*WORK TO COMPLETE*
Repeat, exactly and alone, every line from the line that contains "Indicate the silver" to the end of the entries.

*Point-based annotation data*
begin
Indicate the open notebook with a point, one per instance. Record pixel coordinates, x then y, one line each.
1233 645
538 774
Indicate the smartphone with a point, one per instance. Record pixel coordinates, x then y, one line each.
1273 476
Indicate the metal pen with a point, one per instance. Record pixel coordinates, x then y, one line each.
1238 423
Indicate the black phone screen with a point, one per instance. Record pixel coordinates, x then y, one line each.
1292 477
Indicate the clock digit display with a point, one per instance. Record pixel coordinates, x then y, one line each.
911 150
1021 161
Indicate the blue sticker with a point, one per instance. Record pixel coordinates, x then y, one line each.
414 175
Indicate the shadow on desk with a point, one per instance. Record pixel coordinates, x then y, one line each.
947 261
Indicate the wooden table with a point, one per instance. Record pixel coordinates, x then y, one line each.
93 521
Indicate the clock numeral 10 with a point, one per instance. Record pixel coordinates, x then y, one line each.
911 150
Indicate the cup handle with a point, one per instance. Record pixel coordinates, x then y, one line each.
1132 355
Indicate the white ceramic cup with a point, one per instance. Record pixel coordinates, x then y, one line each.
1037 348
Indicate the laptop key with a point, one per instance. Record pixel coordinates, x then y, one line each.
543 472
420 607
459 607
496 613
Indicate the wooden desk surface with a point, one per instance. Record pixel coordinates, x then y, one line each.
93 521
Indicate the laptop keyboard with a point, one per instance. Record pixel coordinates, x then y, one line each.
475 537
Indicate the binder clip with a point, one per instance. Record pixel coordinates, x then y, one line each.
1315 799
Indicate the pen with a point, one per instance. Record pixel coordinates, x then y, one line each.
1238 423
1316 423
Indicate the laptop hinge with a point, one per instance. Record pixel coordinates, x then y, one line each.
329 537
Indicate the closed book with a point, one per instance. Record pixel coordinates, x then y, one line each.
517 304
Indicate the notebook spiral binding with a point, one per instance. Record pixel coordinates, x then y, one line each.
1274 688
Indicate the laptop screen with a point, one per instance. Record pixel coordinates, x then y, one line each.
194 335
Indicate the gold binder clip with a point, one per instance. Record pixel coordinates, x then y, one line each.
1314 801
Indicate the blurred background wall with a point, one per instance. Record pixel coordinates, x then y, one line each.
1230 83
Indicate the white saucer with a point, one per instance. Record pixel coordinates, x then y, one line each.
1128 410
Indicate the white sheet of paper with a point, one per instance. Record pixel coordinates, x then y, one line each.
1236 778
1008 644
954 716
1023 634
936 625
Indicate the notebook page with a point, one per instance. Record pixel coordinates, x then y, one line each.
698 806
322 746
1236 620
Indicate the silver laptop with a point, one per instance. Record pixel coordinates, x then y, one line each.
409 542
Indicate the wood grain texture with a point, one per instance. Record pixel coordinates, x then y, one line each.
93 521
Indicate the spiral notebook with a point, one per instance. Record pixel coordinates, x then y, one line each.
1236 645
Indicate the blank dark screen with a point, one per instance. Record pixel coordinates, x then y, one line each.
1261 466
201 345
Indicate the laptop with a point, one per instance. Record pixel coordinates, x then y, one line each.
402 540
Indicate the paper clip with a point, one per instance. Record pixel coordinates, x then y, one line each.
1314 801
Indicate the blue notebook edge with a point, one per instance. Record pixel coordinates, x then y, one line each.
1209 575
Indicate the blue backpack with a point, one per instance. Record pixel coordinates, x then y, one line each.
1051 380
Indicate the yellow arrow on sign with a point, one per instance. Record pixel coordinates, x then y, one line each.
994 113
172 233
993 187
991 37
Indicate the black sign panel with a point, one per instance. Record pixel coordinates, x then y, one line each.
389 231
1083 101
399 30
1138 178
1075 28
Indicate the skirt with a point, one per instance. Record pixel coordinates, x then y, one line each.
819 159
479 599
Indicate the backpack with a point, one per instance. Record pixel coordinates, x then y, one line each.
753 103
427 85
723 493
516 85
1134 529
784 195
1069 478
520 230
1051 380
end
*CORRECT OUTPUT*
Indicate the silver laptop with a point, one per instance. Record pixel coordinates, x then y, one line each.
409 542
Indicate the wood grain texture with a point, one per instance. Record pixel coordinates, x then y, one line each.
93 521
Indicate the spiral notebook with a point, one per instance. Record pixel coordinates, x then y, one line each.
1236 645
Indicate the blank dark screen with a point, one per instance. Record pixel coordinates, x then y, one line each.
1261 466
201 345
Indicate the laptop with a point, one per instance. Record pixel coordinates, x then y, one line each.
402 540
Indicate the paper clip with a point, one per instance. Record pixel coordinates, x then y, one line each.
1314 801
Indicate the blue notebook edge with a point, one per instance. Record pixel coordinates, x then y, one line each.
1209 575
Indicate the blue backpack with a point, one per instance. Record pixel coordinates, x then y, one line each.
1051 380
Indicate the yellow arrow on sign with a point, one per instance. Record pixel coordinates, x then y, one line each.
994 113
172 233
993 187
991 37
Indicate the black sign panel with a point, one per instance. Record pixel coordinates, x then y, one line each.
389 231
1083 101
399 30
1138 178
1075 28
Indicate the skirt with a point, one per instance. Record pixel coordinates, x then y, one line each.
819 159
479 599
Indicate the backpack with a point, one per instance. Record pixel coordinates, x then y, one line each.
753 103
427 85
723 493
516 85
1134 529
784 195
1069 478
520 230
1051 380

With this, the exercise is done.